| Source passage |
*** Block opens ***

Press Ganey, a leading consulting firm for hospitals, recently put out a white paper that discusses 10 ways healthcare executives and board members can focus on strategies to improve patient satisfaction.
Press Ganey partners with about 40% of U.S. hospitals to measure and improve patient care. By implementing report cards a healthcare board or executive can spearhead quality performance measures.
This translates to giving patients score cards for their care. Data collected from that may help the management and boards of hospitals compete on value, in addition to taking better care of patients. In conjunction with research on CEOs and other leaders in the organization the report card is intended to improve hospital quality.
Surveys are sent to patients who have been treated asking them their impressions about the hospital or healthcare facility, its staff, doctors, and nurses. Press Ganey gathers the data, runs the numbers, and then gives the information back to the hospital or healthcare facility. That information is used to compare the facility to other, similar facilities, and to judge the quality of care given by its staff.

*** Block closes ***

| Exercise brief |
Extend the passage on Press Ganey's hospital report cards, starting right after its final sentence. None of the rows that follow are needed here.

| Recorded information |
*** Block opens ***

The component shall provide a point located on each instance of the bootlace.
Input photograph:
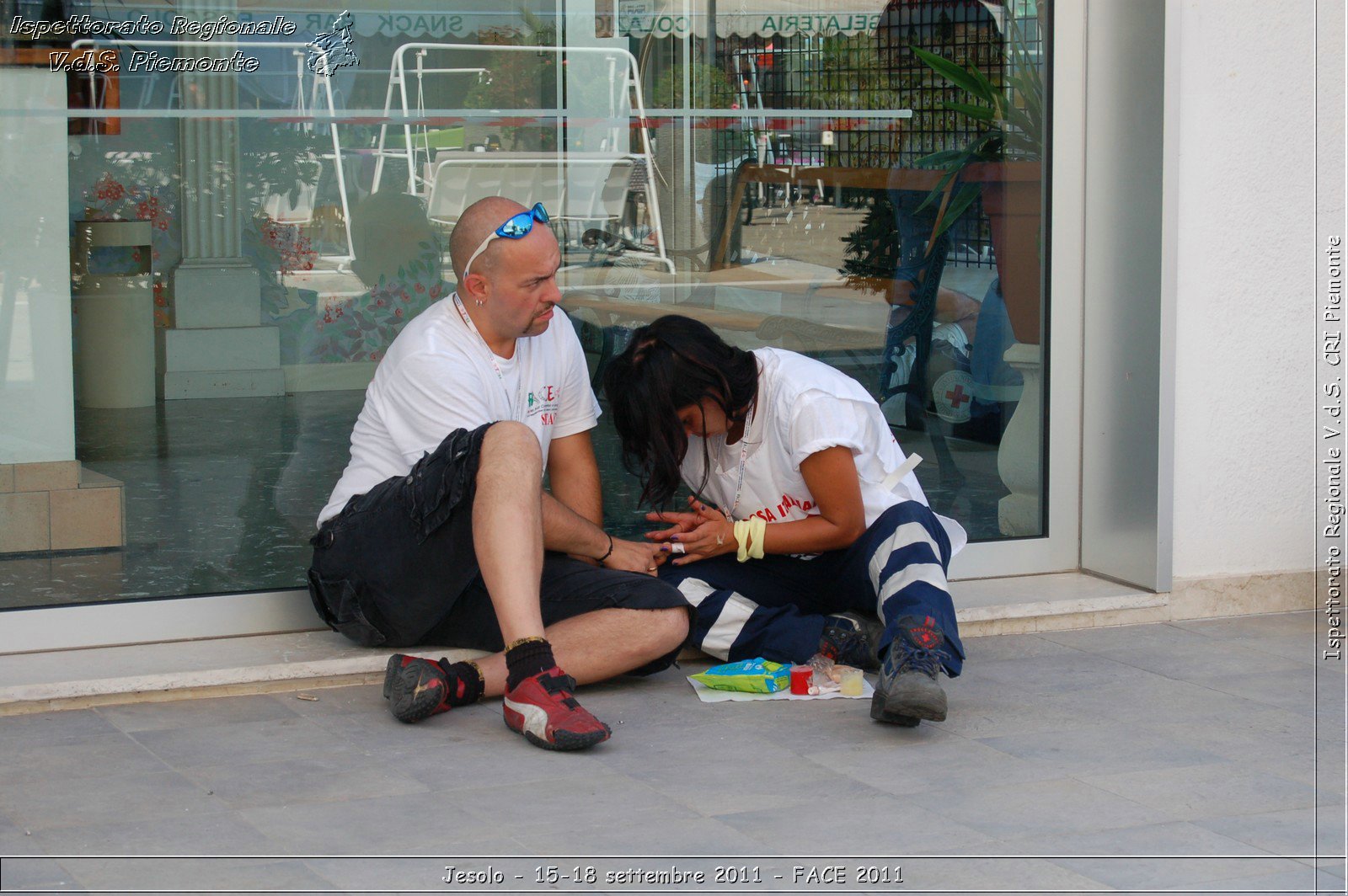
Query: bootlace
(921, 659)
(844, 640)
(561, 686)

*** Block closes ***
*** Block opens ***

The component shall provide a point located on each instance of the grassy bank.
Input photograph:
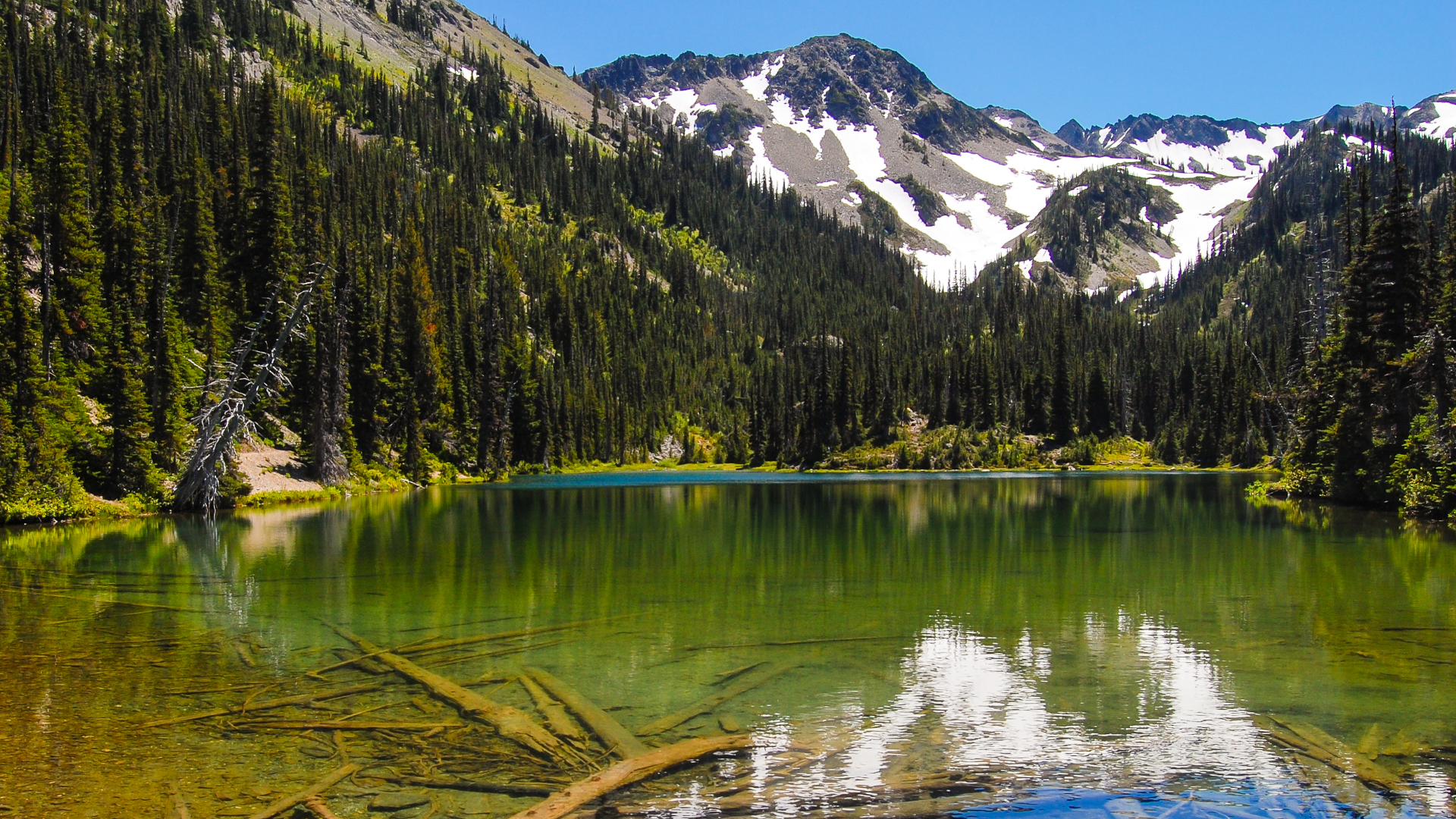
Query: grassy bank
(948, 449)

*** Block closes ***
*** Block opens ***

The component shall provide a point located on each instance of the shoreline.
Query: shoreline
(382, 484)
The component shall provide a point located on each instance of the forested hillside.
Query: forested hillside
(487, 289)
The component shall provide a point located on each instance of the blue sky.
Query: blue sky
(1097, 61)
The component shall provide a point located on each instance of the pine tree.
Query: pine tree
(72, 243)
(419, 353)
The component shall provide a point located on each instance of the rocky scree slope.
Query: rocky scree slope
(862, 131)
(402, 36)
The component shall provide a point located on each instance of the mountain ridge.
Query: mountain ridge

*** Block closes ***

| Answer below |
The hospitals may use the information about specific doctors or other staff for performance evaluations, compensation and benefit decisions, and training. Patient satisfaction has become a priority in hospitals and healthcare facilities. It is estimated that a high percentage of senior managers and board members are participating in such programs in the United States. However, patient surveys are viewed differently by leaders and frontline clinicians.
Some hospital doctors, nurses, and other healthcare professionals have a different perspective on value of patient surveys.
Clinicians note that there are drawbacks to concentrating on patient satisfaction. Many hospital administrators are being pressured by boards to improve patient satisfaction scores taken from Press Ganey’s lead.
Drawbacks in Press Ganey’s statistical information from the survey’s make the value of the surveys uncertain. For instance, the sample size of Press Ganey’s surveys have high margins of error, but the hospital decision makers may be unaware of this fault.
Some problems may also appear when the actions of one department influence another department's scores. For example, when one doctor spends additional time with a critically ill patient that may make another department’s patient satisfaction scores better.
The biggest argument against such surveys is the fact that the survey of patients might not tell the whole story, making the information gained by the survey unreliable.
Some healthcare providers say that patient surveys create a dilemma when physicians and nurses must choose between good patient satisfaction scores or giving time-consuming care to the sickest patients.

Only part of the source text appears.